Saved data entries:
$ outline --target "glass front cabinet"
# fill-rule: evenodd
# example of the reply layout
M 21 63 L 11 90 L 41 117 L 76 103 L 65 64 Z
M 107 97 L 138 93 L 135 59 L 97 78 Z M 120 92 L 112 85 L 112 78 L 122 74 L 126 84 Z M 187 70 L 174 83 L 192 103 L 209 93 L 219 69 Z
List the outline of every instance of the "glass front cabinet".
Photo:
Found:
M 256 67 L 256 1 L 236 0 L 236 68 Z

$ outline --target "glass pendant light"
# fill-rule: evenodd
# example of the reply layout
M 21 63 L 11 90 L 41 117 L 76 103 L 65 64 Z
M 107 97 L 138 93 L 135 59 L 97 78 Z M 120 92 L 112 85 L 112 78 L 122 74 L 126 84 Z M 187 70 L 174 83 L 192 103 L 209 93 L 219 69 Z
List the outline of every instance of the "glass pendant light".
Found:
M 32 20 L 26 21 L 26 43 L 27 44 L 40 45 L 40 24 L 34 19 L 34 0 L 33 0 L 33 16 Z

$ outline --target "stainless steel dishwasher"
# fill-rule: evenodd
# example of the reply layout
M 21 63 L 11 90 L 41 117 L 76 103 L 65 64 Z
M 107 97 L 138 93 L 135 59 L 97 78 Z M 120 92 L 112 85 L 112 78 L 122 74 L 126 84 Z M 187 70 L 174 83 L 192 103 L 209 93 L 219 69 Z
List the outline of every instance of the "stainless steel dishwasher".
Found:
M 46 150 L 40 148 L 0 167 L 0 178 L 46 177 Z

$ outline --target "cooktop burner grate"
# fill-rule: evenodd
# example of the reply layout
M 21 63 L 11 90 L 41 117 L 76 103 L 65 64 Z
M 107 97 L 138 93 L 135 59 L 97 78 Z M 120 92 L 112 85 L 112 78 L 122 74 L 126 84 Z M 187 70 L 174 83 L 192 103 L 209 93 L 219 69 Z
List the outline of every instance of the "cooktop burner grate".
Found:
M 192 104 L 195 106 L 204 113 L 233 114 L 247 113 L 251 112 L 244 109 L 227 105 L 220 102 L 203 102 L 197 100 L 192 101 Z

> Written task:
Change "pendant" to "hanging" in the rows from the start up to and including the line with "M 32 20 L 26", leaving everything else unchanged. Give only those lines.

> Response below:
$ outline --target "glass front cabinet"
# fill-rule: evenodd
# example of the reply layout
M 21 63 L 11 90 L 41 117 L 76 103 L 65 64 Z
M 107 97 L 138 93 L 135 59 L 97 78 Z M 120 92 L 112 85 L 112 78 L 122 74 L 126 84 Z M 187 70 L 174 83 L 192 103 L 209 93 L 219 69 Z
List the outline of every instance of the "glass front cabinet".
Photo:
Found:
M 256 67 L 256 1 L 236 0 L 236 68 Z

$ outline --target "glass hanging light"
# fill-rule: evenodd
# example of the reply layout
M 21 63 L 11 90 L 41 117 L 76 103 L 65 64 Z
M 107 97 L 138 93 L 135 59 L 97 78 Z M 120 92 L 112 85 L 112 78 L 122 74 L 126 84 Z M 187 70 L 174 83 L 192 103 L 209 93 L 219 69 Z
List the outline of every instance of the "glass hanging light".
Found:
M 32 20 L 26 21 L 26 43 L 27 44 L 40 45 L 40 24 L 34 19 L 34 0 L 33 0 L 33 16 Z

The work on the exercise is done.